_PASSAGE SHOWN_:
::::::

# Television Displays Same Channels



## ifgo (May 9, 2010)

I'm not sure if this is the right place to post this question, but I figured I'd try. My RCA TV (pretty old, not even flat panel) is connected to your basic Cable Television, and at this time it is only displaying one channel on every channel. This just started this morning. Every channel you change to is displaying the same fuzzy program. I have two other TVs in the house that are working fine. I have one splitter that divides the cable to these three televisions so I tried changing the cables around but for some reason just this one TV isn't working properly. If anyone has any ideas as of what do to, I'd appreciate the help. Thanks


----------



## Wrench97 (May 10, 2008)

Is there a cable box involved on any of the tv's?


----------



## ifgo (May 9, 2010)

No cable boxes


----------



## bruiser (Jul 30, 2005)

If you have a tv that's easy to move, you could try hooking it up to the same cable the "bad" tv is hooked to. If this tv works on that cable, then the problem is in the tv.


----------



## ifgo (May 9, 2010)

I actually tested that theory out last night and yeah its the TV. Thanks for the help


----------



## sobeit (Nov 11, 2007)

since you did not mention the model, some have setup - even old ones - try going into setup and let it scan for channels and see if ihelps.


----------

::::::

_ENTRIES SUPPLIED_:
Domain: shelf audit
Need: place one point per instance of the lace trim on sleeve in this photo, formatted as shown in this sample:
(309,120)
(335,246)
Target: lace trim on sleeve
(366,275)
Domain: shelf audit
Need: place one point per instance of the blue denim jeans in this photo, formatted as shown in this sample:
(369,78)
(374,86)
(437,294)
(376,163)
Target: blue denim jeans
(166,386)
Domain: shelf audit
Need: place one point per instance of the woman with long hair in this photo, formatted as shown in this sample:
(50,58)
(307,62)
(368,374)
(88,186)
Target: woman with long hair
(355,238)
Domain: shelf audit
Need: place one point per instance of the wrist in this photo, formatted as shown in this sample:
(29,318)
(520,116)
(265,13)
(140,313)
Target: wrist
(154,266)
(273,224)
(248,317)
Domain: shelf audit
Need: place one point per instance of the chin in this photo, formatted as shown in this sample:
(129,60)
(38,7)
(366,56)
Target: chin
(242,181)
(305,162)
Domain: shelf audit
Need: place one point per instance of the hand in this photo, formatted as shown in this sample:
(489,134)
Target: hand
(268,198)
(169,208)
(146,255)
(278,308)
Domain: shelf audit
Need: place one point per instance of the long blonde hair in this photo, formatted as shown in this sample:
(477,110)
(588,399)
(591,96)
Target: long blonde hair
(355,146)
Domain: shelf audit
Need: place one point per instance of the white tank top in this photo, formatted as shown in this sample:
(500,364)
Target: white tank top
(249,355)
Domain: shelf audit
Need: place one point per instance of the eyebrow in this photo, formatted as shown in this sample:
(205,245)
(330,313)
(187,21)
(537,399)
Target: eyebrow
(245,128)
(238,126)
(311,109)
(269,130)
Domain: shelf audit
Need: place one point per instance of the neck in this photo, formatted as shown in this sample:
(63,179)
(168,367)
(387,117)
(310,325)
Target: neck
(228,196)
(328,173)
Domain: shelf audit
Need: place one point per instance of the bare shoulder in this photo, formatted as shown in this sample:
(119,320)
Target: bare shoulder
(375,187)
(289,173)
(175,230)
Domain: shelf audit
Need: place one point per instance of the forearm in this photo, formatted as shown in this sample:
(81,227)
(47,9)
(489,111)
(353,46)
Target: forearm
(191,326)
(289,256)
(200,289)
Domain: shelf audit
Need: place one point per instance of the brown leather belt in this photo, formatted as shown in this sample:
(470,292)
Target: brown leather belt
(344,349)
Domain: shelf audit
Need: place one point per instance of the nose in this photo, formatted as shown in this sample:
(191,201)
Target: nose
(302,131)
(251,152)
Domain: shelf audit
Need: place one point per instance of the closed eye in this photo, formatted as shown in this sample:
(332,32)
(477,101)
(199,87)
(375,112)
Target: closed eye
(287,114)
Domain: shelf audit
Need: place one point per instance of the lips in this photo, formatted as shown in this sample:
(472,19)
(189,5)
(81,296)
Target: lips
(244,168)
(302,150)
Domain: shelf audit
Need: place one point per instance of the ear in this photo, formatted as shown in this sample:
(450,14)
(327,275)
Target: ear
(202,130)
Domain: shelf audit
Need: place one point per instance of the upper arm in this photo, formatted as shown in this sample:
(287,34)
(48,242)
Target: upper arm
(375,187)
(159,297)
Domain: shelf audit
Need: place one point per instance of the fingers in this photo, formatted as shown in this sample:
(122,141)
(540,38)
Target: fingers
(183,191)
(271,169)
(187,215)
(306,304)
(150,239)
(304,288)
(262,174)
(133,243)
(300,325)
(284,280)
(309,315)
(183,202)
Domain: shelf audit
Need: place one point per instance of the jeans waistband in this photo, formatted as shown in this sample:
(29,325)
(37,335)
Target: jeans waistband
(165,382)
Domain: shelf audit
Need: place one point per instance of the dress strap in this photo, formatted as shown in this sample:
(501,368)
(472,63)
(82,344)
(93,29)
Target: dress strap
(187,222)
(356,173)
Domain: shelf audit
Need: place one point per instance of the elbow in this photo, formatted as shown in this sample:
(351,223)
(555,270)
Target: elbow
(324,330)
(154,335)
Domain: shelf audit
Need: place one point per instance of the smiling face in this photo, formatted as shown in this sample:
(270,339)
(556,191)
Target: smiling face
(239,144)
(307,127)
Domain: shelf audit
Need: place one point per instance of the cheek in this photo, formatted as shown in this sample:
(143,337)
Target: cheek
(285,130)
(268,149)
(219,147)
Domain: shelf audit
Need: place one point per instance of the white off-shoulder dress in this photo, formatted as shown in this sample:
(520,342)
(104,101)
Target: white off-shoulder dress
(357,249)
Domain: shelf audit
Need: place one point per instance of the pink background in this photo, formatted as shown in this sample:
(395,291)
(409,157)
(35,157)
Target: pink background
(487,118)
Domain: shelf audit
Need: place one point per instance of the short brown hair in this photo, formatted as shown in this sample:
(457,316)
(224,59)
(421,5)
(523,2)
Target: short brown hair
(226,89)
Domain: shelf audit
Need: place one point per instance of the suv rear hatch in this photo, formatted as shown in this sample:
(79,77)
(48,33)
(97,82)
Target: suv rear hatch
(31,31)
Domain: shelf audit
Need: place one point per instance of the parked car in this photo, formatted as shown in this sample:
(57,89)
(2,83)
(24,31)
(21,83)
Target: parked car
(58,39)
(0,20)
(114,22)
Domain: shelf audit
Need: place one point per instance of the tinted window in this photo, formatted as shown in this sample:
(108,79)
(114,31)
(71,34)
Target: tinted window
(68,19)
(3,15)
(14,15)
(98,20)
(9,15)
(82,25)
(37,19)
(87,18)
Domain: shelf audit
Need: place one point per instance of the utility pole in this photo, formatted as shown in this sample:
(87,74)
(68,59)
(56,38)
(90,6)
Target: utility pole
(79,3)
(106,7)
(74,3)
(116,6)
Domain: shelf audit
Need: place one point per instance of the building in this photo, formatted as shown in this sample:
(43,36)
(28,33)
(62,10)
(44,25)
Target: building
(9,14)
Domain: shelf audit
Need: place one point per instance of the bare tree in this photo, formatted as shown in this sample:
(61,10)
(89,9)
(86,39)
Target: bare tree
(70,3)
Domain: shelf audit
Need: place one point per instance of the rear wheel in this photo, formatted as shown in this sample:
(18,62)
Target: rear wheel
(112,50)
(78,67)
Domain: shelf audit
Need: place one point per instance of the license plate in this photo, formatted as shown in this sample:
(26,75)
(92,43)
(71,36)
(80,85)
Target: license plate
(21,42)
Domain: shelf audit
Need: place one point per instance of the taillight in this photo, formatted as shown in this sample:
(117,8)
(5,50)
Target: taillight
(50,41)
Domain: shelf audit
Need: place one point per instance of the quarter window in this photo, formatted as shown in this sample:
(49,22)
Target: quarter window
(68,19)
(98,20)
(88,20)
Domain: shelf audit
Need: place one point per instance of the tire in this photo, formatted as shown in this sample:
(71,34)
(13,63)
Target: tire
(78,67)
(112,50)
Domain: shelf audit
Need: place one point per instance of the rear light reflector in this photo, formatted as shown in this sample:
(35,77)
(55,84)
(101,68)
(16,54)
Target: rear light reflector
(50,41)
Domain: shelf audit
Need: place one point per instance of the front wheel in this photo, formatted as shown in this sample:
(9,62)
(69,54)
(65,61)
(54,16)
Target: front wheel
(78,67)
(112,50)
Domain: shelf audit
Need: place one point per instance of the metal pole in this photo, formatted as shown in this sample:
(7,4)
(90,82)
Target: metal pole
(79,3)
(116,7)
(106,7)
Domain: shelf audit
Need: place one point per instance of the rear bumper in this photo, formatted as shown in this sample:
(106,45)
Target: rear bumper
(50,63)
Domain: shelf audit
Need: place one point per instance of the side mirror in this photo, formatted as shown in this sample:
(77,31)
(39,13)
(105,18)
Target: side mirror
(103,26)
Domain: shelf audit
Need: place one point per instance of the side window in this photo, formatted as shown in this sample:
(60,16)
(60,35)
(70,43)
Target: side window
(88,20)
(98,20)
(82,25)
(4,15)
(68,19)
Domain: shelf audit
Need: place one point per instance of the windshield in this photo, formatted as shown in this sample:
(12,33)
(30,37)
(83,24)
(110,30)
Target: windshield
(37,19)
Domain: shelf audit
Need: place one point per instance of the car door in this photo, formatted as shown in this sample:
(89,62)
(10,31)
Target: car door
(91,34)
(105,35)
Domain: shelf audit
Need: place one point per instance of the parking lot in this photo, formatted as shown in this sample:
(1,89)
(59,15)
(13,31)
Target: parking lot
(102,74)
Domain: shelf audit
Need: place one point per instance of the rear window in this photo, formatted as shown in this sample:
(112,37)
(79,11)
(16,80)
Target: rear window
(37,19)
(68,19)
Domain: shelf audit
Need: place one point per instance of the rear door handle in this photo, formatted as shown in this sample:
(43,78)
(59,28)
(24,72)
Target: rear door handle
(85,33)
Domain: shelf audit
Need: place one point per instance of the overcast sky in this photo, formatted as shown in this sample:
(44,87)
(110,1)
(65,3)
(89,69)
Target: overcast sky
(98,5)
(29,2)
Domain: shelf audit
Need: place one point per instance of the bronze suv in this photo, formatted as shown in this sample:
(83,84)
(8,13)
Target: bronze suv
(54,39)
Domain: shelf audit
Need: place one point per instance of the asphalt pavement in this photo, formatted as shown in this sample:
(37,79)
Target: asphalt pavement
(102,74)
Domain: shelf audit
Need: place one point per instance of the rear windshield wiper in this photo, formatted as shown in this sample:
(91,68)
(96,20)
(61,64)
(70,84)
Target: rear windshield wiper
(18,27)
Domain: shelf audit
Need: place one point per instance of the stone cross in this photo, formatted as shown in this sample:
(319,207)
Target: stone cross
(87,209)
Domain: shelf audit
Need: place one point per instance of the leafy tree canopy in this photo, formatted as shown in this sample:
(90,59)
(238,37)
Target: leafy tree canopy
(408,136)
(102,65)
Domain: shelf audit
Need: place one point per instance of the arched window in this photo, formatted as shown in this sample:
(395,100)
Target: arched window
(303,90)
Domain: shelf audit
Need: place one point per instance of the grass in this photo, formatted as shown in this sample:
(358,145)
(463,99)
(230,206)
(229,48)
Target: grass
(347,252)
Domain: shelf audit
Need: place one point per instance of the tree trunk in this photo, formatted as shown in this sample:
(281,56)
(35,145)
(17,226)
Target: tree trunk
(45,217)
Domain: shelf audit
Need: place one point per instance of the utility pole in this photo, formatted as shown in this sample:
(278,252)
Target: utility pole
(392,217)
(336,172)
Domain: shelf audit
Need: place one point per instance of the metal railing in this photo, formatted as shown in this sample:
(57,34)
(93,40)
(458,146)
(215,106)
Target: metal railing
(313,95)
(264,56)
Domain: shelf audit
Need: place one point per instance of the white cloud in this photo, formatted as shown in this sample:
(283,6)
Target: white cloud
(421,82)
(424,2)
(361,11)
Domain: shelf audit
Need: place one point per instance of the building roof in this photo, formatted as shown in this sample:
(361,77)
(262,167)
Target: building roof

::::::

_EXERCISE GOAL_:
Transcribe the stretch from "If you have" through "is in the tv." in the forum thread about the TV that shows the same program on every channel.

_SOLVED PROBLEM_:
If you have a tv that's easy to move, you could try hooking it up to the same cable the "bad" tv is hooked to. If this tv works on that cable, then the problem is in the tv.